Task objective:
Answer these questions about the passage below on the mortgage loan officer test:
1. Which year does the passage call a radically different world compared with 2007?
2. What does the passage give as the only fair way to write test questions?
3. Within how many days of the application must early disclosures be sent out?

Passage:
────

7. Subprime LOs who fell out of the industry during 2008 and are trying to re-enter the business are having a very, very hard time passing this test.  The main reason is because they think they already know how to originate and don’t want to spend the time studying or don’t think they have to study so they repeatedly fail the test. Anyone who entered the industry around 2002, left the industry in 2007 or 2008 and only originated subprime received very little compliance training if any. 2011 is a radically different world compared with 2007. If you still think stated income loans should come back, if you still believe that a pay option ARM is “the right product for the right person” and if you think it’s unfair that people can’t use seller downpayment assistance programs please do not re-enter the industry.

8. “The test contains trick questions!”
Actually, the test doesn’t have any trick questions.  Test writers try very hard NOT to write trick questions. The reason the test question sound tricky is because LOs are not use to looking up answers and reading the statute.  Instead they ask their boss or the compliance person, their processor or the person sitting next to them for the answer and move on.  People use language differently in different parts of the U.S.  Teaching a class in Oklahoma or Idaho is vastly different compared with teaching in Seattle or Virginia.  Test writers can’t use spoken language and coloquialisms from different parts of the U.S. when writing test questions for an exam to be delivered in all 50 states. The only fair way to write test questions is to copy and paste directly from the law.  That’s why the test questions sound and look “tricky” but really the trick is on you. If LOs would simply study directly from the law, the test questions would look very, very familiar. Re-read number 2.

9. You’re ESL
English language learners are my best students. Why? Because they are typically more emotionally mature, know good and well that they have to listen, ask lots of questions, and study over and over again to pass this test.  ESL LOs…you WILL pass the test. Read more here.

10. The test has too many “situational” questions
So you know RESPA. You know TILA.  You’re scoring high on all your practice exams but the test isn’t going to be as easy as just knowing that you have to send out early disclosures within 3 days of the application.  Instead the test will contain situational questions that will require you to understand how and also why TILA and RESPA interact with each other. This requires you to look at a test question and understand what information you DON’T need and cast it aside. Only then will you be able to understand what content the test writer is testing you on.  This means memorizing test questions is a bad way to study. Instead you’re better off studying the laws and rules that govern mortgage lending.  Mortgage loan origination is all situational. These are highly appropriate questions for the exam and I hope we see more in the future.

11. Part Timers
The national LO test sets a bar and asks people who want to originate to show proof of knowledge of a body of information. Loan origination is no longer a sales job. It’s transforming into a profession. It’s really hard to be a part time doctor, lawyer, engineer, dentist, CPA unless that person is entering semi-retirement. The knowledge, skill set, and industry changes are too wide and deep and the consequences of screwing up are too high.  Welcome to mortgage lending in 2011.  You must be on your game full time or no one will want to hire you. And those companies that do hire part timers are going to have huge liability issues supervising you in 2011 and beyond.  Commit to origination as a profession. Now start over and re-read items 1-3. Part timers have a high opinion of their knowledge of mortgage lending and are sometimes too proud to want to hear that they need more basic education on the entire mortgage lending process.

────

(Data entries)

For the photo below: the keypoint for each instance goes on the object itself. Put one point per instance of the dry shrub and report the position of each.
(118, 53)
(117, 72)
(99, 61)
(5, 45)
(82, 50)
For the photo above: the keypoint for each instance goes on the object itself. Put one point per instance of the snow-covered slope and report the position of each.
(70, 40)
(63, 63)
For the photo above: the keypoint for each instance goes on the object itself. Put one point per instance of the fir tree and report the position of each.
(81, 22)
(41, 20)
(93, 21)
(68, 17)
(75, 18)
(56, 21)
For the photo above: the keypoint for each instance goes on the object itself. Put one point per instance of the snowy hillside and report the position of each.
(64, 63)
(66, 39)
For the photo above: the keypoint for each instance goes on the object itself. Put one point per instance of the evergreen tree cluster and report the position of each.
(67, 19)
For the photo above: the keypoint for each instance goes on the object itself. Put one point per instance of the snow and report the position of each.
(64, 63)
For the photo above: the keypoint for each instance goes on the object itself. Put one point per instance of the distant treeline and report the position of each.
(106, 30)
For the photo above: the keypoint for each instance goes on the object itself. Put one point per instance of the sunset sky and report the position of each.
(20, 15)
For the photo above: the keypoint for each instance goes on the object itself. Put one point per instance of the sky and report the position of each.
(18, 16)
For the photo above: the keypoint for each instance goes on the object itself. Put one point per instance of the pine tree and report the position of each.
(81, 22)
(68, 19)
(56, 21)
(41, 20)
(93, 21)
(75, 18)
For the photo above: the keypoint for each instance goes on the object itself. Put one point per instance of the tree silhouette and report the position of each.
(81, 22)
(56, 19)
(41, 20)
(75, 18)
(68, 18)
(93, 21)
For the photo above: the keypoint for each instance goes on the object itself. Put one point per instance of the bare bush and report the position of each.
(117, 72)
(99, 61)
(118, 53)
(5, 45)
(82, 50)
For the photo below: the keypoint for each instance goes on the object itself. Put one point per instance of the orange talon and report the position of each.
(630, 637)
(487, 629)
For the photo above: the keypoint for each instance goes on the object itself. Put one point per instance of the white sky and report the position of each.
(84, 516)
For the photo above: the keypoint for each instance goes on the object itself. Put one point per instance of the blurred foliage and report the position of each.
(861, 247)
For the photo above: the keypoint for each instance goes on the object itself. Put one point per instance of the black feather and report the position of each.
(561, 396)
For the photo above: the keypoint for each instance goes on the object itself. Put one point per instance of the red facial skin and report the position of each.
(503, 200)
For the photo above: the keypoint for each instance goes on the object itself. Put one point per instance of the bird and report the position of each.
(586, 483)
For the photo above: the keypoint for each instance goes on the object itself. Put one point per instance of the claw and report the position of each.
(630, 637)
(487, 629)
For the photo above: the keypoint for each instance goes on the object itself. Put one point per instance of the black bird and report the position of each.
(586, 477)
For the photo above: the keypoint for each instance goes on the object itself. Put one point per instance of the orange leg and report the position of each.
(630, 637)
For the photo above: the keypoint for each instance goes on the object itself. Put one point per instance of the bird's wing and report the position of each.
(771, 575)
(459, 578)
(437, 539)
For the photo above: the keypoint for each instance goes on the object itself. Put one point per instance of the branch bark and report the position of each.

────

Task result:
1. 2011
2. Copy and paste directly from the law.
3. Within 3 days.